Selected passage:

------------------------------------------------------------

One rhino will travel from New Zealand and the other from Canberra.
The zoo has launched a fundraising campaign, The Great Grampians Rhino Rumble, to raise $250,000 to build a new enclosure and transport the animals.
Campaign spokeswoman Loretta Wylde said the rhino program had been three years in the making for the zoo.
“We’ve been negotiating with other international zoos as part of an endangered animal breeding program,” she said.
“The zoo will receive two male rhinos to start a breeding herd and once a genetically suitable female becomes available, the zoo will receive her as well to start the process.”
Ms Wylde said transporting the rhinos to the zoo and housing them was going to be a big task.
“We need as much help as we can get to get them to the Grampians,” she said.
Ms Wylde said the rhino from New Zealand would be flown to Australia, while the one in Canberra would be transported by road.
“It will be a big process – the one from New Zealand will need to spend six months in quarantine at a wildlife reserve in NSW first,” she said.
“They will then need to be introduced to each other – they are very social animals, that’s why we needed to get a minimum of two males.”
Ms Wylde said rhinos needed enclosures that were large and had certain features, like wallows and specific plants.
She said the zoo launched its official online crowdfunding campaign on Tuesday.
“We hope that with this first stage of fundraising we can raise $25,000,” she said.
Stage one of the funding will pay for animal transport costs and quarantine services, earthworks and fencing.
Stage two will include a shelter shed and wallow and stage three will include landscaping works.
“There will also be more fundraising events in the future and the community has already been very generous with donating prizes,” Ms Wylde said.
“The zoo is much loved by people in the region.”
She said people could go to chuffed.org/project/rhino-rumble to donate.

------------------------------------------------------------

Region pointing data
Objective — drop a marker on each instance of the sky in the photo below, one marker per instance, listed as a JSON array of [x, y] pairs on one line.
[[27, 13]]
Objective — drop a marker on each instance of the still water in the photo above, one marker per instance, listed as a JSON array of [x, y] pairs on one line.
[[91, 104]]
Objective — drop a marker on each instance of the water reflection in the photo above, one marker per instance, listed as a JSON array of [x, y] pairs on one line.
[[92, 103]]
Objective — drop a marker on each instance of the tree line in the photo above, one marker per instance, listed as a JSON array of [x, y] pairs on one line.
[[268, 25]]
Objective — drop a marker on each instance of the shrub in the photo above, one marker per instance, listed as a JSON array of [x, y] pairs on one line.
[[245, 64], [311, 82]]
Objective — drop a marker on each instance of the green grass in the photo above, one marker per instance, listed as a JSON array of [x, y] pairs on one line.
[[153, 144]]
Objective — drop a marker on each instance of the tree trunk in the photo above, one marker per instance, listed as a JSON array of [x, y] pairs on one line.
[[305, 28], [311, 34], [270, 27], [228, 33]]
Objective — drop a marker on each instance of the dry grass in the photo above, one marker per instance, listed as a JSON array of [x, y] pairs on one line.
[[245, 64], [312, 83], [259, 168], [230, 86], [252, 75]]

------------------------------------------------------------

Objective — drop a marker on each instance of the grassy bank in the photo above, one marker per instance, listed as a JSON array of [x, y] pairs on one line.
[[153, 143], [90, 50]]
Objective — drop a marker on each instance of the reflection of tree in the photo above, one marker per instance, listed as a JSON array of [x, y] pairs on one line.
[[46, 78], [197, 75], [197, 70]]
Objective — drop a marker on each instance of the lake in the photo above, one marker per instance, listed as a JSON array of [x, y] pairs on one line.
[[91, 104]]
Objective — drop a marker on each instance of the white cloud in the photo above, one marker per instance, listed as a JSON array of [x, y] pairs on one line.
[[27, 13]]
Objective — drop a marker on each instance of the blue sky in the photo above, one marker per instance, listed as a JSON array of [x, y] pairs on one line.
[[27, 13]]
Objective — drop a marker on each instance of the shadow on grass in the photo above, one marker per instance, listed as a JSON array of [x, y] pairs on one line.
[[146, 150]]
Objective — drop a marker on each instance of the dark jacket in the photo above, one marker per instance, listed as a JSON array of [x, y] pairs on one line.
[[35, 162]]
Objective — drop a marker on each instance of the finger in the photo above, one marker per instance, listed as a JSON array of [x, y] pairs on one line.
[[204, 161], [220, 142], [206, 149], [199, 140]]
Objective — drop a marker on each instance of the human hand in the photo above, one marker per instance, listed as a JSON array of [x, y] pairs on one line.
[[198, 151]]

------------------------------------------------------------

Exercise 1: According to the rhino article, how long will the rhino from New Zealand spend in quarantine?
Exercise 2: Set down the stretch of the rhino article from "She said the" through "earthworks and fencing.".
Exercise 3: List everything the rhino article says stage one of the funding will pay for.

Worked solution 1: Six months

Worked solution 2:
She said the zoo launched its official online crowdfunding campaign on Tuesday.
“We hope that with this first stage of fundraising we can raise $25,000,” she said.
Stage one of the funding will pay for animal transport costs and quarantine services, earthworks and fencing.

Worked solution 3: Animal transport costs, quarantine services, earthworks, fencing